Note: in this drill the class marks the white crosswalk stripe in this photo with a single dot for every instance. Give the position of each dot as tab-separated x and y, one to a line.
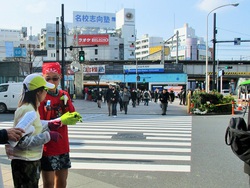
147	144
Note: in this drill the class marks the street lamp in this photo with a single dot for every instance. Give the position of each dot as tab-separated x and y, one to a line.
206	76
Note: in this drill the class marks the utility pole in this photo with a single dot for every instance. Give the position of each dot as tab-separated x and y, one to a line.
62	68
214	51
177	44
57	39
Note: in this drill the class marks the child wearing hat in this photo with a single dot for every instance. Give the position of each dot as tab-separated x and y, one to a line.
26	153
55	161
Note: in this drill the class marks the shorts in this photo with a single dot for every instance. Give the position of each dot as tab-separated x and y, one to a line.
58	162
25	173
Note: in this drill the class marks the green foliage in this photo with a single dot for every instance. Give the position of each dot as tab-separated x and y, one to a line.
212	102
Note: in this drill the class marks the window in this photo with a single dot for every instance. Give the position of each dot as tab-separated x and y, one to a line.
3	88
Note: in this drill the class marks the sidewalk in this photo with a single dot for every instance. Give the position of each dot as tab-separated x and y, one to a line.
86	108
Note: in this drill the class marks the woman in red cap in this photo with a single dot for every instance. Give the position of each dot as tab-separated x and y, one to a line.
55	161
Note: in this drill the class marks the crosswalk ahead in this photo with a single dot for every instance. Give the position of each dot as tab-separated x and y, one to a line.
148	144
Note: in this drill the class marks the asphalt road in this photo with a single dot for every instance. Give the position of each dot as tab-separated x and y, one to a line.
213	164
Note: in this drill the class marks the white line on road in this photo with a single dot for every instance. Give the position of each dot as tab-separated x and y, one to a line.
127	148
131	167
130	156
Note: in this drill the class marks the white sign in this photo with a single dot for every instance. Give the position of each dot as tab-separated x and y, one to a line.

##############################

• _Work request_: Your copy of the data above should match it exactly, apart from the images.

• _Your solution_:
Note: in this drill the class marks the white crosswalk stripe in this photo with a single dot for every instance. Give the position of each dot as tab-separated x and y, one to a line.
147	144
Note: in this drill the class marks the street lamp in this photo with a single dot for every instance. Give the position of each dot as tab-separated x and y, one to a line.
206	76
Note: in this drill the class marks the utility pole in this photo with a single dot for every instance. Give the position of each dot as tab-separated x and y, one to a line.
62	68
214	51
177	44
57	39
Note: in this drill the class marks the child wearing hat in this photo with a single dot for every instance. Give the position of each dot as tab-separated x and y, one to a line.
26	153
55	161
Note: in this drill the class marks the shorts in this photo with a single dot for every instance. Give the position of each dot as tab-separated x and y, one to a line.
58	162
25	173
Note: in this drill the class marks the green foliage in this photo with a single dot for every instance. Give the position of each dot as tab-separated x and y, one to a line.
212	102
Note: in this drill the class marks the window in this photo with a single dot for every instance. Give the position of each dot as tab-separated x and y, one to a line.
3	88
Note: in this drill the class marks the sidewalk in this photo with a single dot for every instance. Give the position of each dot as tab-separated x and y, one to a line.
86	108
Note: in this drill the class marks the woman in red cap in this photo with a single dot for every instance. Give the position of each dot as tab-separated x and y, one to a line.
55	161
Note: in this drill the class marks the crosswalk ahead in this photo with a single dot for every instance. Give the position of each dot as tab-separated x and y, one to a line.
148	144
Note: in this drill the class marks the asphalt road in this photo with a single dot for every instance. Give the position of each dot as tab-separated x and y, one to a line.
213	164
Note: in this drill the class marks the white line on road in this photo with a single dot for every instance. Give the position of each dot as tab-separated x and y, one to a line.
127	148
131	167
130	156
Note: in this drill the class marks the white sign in this photo with a single dot for every instance. Give the position of each dot as tab-separated x and y, one to a line.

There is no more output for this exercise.